### Source document
Part of the reason that the window of our conscious attention is temporally brief and spatially finite is that resources are limited.  Resources were limited when evolution was building the system.  It’s kludged up from parts and systems that we re-adapted from other functions.  There was no long view, or deliberate planning on the process.  Just the slow pruning of mutation branches on the evolutionary tree.  And it modifies the gene pool according to the rates at which organisms, equipped as they are, manage to meet survival challenges. 

Kludge:  Consider to different ways to work on a car.  You could take it apart, analyze the systems, plan, make modifications, build new parts, and then reassemble the car.  While the car is taken apart and while you are building new parts, it doesn’t function.  It’s just a pile of parts on the shop floor. 
But imagine that the car is in a race, and there’s a bin of simple replacement parts on board, some only slightly different than the ones currently in the car, and modifications to the car must be made while the car is racing around the track with the other cars.  The car has to keep going at all times, or it’s out of the race for good.  Furthermore, no one gets to choose which parts get pulled out of the bin and put into the car.  That’s a kludge.

### Prompt 1
Repeat the passage on attention and evolution between "Part of the" and "meet survival challenges.", inclusive, swapping "gene pool" for "population".
### Prompt 2
For each statement below, say whether it agrees with the passage on attention and evolution, and quote the words of the passage that decide it.
(a) In the racing car, someone chooses which replacement parts are pulled from the bin.
(b) The process that built the system involved no deliberate planning.
(c) The car still functions while it is taken apart and new parts are being built.
### Prompt 3
Take the passage on attention and evolution further, picking up after its last sentence.

### Point-per-instance localization data
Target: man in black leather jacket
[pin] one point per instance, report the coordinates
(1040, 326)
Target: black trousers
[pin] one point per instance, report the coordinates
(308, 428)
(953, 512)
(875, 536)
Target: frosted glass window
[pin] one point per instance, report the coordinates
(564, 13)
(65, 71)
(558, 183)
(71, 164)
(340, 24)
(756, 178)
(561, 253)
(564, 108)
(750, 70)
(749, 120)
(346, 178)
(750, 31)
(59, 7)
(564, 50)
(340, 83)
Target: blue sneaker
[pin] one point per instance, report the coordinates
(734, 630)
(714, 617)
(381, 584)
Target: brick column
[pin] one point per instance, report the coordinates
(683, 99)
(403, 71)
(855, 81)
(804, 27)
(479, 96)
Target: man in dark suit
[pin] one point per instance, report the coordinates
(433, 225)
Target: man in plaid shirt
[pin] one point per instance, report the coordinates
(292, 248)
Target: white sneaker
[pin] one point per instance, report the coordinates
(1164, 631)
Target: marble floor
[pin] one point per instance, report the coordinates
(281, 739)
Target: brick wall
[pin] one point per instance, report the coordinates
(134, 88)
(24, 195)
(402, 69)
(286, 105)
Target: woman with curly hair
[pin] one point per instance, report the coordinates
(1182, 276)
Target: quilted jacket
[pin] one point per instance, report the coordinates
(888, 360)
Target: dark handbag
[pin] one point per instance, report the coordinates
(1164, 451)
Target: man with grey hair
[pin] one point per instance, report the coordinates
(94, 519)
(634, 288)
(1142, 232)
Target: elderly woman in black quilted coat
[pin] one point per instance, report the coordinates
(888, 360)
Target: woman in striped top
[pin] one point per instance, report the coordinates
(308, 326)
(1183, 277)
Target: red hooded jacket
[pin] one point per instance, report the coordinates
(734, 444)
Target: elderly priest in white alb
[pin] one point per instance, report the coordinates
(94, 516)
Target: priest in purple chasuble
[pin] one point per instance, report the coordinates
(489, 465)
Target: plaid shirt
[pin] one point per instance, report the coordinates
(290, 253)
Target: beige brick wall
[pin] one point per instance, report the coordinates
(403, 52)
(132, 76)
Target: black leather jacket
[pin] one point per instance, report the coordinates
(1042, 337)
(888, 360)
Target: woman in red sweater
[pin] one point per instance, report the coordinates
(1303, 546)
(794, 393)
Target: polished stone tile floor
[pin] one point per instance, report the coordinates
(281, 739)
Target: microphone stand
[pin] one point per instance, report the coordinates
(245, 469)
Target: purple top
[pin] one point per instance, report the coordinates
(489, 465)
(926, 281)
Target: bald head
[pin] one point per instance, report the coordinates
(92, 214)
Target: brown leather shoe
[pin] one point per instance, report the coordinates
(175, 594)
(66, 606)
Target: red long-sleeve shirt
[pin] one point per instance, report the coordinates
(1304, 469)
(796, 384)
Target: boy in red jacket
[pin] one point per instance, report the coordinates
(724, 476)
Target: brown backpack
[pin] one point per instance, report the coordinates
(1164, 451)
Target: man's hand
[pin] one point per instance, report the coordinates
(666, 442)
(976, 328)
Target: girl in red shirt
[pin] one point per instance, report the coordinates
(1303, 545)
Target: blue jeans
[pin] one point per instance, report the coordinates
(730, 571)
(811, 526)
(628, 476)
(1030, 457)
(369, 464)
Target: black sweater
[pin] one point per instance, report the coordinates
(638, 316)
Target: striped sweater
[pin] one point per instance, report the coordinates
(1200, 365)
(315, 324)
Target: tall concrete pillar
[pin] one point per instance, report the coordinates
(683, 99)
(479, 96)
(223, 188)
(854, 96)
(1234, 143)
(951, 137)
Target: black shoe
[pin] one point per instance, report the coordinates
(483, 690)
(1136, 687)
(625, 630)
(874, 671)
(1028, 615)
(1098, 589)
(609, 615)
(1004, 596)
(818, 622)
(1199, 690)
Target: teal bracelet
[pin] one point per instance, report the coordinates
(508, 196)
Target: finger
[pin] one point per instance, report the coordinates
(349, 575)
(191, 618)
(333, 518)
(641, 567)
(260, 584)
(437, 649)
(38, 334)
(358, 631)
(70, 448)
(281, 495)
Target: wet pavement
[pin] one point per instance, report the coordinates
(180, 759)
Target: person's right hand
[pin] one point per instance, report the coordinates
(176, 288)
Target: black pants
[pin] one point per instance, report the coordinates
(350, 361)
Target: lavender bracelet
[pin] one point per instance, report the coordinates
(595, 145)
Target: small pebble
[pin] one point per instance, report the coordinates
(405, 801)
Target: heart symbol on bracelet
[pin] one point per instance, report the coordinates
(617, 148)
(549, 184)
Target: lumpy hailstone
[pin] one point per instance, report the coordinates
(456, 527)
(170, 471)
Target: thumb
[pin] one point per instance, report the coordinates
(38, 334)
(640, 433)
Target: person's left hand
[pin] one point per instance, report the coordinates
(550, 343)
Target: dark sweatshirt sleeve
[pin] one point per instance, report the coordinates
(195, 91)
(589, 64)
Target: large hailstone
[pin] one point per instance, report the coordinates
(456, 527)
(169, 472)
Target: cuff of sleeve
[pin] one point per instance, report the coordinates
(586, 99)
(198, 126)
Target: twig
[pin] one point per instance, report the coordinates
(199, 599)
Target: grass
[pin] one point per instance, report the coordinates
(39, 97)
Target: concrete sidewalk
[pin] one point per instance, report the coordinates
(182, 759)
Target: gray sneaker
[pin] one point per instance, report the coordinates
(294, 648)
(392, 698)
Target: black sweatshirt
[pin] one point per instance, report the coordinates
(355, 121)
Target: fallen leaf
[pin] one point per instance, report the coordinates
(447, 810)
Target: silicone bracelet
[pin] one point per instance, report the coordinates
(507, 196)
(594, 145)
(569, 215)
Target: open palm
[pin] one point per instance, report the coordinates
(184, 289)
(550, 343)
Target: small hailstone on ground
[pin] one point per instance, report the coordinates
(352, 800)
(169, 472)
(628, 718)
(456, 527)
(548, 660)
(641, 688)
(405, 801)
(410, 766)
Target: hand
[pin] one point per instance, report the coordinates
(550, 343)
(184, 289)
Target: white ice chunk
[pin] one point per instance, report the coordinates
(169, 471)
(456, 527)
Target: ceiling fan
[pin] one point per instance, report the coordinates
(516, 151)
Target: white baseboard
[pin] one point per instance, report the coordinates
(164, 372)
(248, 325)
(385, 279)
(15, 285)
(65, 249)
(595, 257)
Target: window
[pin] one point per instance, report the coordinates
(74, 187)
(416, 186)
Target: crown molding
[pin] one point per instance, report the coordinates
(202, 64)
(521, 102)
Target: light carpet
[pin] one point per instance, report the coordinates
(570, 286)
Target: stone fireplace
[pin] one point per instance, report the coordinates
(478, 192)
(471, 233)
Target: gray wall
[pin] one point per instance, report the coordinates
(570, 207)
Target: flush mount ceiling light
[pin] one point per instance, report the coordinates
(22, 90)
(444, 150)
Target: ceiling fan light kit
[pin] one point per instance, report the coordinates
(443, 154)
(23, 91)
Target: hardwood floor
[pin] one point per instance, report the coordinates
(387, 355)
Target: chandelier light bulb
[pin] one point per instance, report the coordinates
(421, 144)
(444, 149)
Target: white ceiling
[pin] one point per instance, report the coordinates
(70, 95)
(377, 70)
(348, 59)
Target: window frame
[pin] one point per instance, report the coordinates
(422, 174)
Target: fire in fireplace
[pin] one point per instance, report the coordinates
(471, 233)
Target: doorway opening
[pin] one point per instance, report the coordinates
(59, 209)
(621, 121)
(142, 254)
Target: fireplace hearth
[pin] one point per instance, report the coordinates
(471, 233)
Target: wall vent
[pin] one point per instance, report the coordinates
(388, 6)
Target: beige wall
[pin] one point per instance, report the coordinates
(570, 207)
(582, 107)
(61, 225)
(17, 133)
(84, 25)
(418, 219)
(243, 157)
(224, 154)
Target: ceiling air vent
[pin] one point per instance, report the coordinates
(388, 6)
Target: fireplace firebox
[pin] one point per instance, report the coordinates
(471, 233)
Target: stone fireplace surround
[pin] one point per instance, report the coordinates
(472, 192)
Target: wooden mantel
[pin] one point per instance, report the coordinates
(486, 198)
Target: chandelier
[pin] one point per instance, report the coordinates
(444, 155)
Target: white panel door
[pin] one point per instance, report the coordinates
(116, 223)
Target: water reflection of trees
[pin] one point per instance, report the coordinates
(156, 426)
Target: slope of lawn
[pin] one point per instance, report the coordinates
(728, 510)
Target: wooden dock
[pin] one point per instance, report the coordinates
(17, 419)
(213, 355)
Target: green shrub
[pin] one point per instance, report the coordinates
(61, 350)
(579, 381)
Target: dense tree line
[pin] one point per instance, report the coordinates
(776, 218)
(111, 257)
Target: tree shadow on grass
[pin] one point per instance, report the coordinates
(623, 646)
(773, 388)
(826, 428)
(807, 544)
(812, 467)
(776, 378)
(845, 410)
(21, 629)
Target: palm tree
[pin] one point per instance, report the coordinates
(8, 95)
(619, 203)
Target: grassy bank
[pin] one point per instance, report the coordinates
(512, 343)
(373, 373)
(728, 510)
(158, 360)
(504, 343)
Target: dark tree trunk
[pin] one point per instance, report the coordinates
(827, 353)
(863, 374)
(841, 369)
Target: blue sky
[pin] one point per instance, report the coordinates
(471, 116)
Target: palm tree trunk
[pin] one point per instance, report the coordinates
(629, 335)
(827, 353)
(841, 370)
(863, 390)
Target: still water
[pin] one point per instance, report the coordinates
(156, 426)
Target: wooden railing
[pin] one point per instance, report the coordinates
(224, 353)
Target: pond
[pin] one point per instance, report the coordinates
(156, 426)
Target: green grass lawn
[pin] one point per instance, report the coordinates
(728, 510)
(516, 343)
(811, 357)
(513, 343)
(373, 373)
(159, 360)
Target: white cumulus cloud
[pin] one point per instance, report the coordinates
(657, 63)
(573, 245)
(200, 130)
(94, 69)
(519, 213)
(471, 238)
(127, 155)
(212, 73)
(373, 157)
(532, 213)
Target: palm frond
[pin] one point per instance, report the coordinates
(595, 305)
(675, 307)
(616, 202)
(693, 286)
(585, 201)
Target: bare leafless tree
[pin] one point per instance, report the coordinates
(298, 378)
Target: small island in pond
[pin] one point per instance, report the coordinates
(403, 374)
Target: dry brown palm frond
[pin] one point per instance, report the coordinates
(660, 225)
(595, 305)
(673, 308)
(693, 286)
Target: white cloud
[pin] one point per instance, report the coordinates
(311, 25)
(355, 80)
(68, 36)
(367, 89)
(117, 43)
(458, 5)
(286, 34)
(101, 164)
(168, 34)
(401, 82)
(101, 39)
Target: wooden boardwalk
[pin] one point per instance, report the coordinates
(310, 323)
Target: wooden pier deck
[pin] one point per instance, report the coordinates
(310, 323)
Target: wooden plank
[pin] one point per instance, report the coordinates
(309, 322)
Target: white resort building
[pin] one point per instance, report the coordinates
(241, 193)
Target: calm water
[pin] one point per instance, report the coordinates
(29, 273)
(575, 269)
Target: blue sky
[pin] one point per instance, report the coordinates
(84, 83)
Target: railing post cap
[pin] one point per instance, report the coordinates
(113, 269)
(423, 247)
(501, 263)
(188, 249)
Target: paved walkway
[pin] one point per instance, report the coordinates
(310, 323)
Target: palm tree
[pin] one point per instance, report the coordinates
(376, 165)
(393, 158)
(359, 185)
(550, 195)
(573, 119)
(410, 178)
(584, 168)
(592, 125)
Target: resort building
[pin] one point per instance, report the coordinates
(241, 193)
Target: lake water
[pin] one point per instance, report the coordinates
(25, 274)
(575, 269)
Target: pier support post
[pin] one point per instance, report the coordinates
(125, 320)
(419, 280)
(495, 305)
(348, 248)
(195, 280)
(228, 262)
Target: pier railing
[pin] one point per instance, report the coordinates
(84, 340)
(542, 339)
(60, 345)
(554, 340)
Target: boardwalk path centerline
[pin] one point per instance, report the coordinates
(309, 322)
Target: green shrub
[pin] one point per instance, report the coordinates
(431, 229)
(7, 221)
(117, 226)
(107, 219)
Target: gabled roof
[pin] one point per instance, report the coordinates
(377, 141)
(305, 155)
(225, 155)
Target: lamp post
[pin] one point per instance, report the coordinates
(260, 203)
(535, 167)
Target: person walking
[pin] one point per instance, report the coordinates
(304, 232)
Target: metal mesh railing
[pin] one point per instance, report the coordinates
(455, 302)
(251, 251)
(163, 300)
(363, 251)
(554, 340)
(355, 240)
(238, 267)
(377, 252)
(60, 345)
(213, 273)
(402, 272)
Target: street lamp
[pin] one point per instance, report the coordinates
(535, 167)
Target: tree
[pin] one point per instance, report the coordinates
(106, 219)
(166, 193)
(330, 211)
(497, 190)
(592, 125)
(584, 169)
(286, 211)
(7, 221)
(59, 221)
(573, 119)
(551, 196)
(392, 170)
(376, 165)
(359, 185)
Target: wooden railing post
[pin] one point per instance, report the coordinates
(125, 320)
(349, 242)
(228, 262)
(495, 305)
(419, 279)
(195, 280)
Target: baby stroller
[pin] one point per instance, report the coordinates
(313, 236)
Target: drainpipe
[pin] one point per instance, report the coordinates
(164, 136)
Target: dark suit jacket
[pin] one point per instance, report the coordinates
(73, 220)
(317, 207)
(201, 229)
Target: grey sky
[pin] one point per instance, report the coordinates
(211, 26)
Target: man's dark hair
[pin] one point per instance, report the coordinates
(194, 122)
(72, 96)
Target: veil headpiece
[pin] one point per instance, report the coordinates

### Response 1
Part of the reason that the window of our conscious attention is temporally brief and spatially finite is that resources are limited.  Resources were limited when evolution was building the system.  It’s kludged up from parts and systems that we re-adapted from other functions.  There was no long view, or deliberate planning on the process.  Just the slow pruning of mutation branches on the evolutionary tree.  And it modifies the population according to the rates at which organisms, equipped as they are, manage to meet survival challenges.

### Response 2
(a) No: "no one gets to choose which parts get pulled out of the bin and put into the car."
(b) Yes: "There was no long view, or deliberate planning on the process."
(c) No: "While the car is taken apart and while you are building new parts, it doesn’t function."

### Response 3
Resources are also limited because evolution built a system that does triage.  The cognitive systems just have to be good enough to keep the organism alive long enough to bear its young, and possibly make a positive contribution toward their survival.  The monitoring systems that are keeping track of its environment just need to catch the deadly threats, and catch them only far enough in advance to save its ass.  It’s not allowed the luxury of long term, substantial contemplation of one topic or many to the exclusion of all others.  Furthermore, calories are limited.  Only so many can be scrounged up during the course of the day.  So only so many can be dedicated to the relatively costly expenditure of billions of active neural cells. 

The evolutionary functions of consciousness for us give us some insight into whether it might be useful or dangerous in an AI.  First, AIs can be better planned, better designed than evolution’s brains.  An AI need not be confined to triage functions, although we can imagine modeling human brains to some extent and using them to keep watch on bigger, more complex systems where more can go wrong than human operators could keep track of.  An AI might run an airport better, or a subway system, or a power grid, where hundreds or thousands or more subsystems need to be monitored for problems.  The success of self-driving Google cars already suggest what could be possible with wide spread implementation on the street and highway systems.  So bottom up indicated monitoring could clearly be useful in an AI system.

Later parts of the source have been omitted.